Problem: Return every line below that contains the string "bank". The match is case-sensitive.

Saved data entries
>> Start

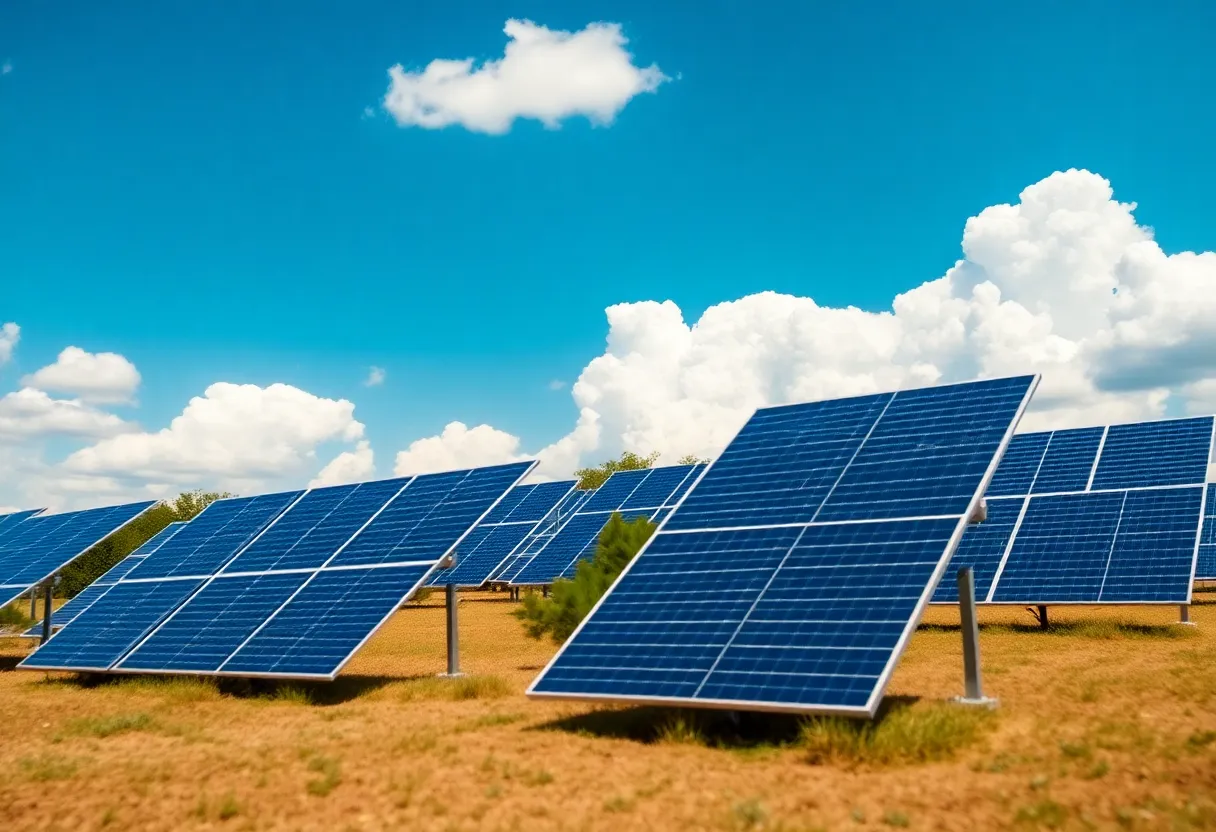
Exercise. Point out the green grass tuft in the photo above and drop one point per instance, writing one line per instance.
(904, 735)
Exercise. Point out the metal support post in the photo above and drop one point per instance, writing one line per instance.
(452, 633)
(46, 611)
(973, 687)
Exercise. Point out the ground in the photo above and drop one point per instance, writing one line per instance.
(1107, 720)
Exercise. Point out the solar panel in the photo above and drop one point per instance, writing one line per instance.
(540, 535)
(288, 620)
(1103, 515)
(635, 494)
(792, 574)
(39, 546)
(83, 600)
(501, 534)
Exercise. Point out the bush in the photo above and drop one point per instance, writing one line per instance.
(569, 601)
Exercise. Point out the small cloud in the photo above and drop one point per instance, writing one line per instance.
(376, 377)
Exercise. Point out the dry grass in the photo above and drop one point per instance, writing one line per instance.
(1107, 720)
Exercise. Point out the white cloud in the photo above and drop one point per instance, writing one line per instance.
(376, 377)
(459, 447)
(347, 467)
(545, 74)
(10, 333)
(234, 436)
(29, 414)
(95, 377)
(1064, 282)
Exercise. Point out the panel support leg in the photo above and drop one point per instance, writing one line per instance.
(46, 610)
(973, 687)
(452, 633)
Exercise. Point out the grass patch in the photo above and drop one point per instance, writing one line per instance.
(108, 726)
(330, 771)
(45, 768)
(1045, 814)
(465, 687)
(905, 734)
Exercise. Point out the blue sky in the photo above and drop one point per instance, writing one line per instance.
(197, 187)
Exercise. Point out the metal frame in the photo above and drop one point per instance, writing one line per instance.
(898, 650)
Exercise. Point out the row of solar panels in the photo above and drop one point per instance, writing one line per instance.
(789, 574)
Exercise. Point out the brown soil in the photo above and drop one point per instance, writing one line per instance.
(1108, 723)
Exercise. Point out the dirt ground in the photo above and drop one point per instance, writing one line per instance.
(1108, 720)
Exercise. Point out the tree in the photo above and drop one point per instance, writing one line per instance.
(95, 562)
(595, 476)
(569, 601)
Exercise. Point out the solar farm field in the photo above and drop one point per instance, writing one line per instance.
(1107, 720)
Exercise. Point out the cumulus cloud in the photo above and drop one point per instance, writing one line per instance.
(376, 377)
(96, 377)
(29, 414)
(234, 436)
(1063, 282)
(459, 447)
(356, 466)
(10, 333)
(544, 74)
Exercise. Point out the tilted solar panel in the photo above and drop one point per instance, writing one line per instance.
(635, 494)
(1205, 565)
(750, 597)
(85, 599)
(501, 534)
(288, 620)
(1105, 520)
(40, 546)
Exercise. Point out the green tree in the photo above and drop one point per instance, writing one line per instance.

>> End
>> Start

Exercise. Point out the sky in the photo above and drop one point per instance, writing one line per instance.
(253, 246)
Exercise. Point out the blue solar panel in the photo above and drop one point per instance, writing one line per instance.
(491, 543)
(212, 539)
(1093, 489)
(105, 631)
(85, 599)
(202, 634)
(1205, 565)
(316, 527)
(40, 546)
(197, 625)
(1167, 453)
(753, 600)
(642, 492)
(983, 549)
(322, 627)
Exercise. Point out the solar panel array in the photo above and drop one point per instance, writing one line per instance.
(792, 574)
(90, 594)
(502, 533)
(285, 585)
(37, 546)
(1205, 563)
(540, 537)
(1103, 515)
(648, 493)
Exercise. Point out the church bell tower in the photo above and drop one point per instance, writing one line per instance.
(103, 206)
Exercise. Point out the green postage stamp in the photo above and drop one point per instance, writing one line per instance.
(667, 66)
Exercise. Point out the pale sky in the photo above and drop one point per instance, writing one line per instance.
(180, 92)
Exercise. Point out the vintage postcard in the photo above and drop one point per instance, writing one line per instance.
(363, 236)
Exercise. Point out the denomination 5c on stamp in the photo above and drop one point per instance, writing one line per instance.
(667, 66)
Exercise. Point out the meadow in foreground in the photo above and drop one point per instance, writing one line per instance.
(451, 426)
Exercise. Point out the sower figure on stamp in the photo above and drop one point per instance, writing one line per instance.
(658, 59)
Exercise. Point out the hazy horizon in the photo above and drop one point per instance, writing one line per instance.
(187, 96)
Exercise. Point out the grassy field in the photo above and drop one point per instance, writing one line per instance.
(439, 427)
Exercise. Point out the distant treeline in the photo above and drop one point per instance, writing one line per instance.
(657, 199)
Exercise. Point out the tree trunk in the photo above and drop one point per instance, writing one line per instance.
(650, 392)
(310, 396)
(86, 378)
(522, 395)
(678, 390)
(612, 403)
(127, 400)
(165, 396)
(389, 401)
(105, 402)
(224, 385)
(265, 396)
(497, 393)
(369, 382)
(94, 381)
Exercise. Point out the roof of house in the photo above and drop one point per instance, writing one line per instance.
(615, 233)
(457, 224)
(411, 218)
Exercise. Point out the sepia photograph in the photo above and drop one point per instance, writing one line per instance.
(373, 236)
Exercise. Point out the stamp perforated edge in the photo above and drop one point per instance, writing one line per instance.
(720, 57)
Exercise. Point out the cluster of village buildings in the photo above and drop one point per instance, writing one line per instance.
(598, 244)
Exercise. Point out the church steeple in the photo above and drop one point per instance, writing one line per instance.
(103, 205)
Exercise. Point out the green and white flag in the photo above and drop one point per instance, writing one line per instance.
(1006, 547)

>> End
>> Start

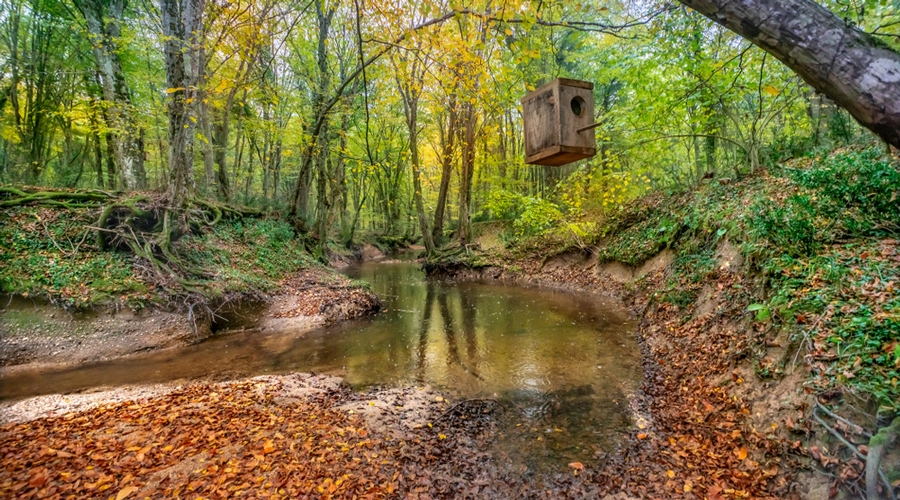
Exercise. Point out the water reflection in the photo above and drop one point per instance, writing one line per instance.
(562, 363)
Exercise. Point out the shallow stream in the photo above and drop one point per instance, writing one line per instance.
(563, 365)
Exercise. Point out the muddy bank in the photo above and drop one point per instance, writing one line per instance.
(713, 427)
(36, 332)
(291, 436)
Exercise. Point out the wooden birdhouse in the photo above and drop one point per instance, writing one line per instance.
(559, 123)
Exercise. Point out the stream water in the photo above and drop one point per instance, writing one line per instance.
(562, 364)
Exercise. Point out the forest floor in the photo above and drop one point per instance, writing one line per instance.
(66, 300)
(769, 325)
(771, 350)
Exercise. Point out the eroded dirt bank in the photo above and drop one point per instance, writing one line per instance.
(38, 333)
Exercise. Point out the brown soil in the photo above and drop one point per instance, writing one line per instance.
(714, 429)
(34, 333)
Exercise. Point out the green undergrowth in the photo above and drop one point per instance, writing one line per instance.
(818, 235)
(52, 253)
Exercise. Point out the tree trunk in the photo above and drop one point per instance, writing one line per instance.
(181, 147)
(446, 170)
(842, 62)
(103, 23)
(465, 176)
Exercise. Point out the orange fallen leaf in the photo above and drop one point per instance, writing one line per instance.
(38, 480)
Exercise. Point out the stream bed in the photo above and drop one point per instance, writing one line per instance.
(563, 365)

>> End

Problem solution:
Exercise. Point out the muddy bank in the photo above and drop one point per instance, writing one line per instance.
Exercise. Point out the eroded dirt bank in the photo above and drop one point per instance, writing one line per instance.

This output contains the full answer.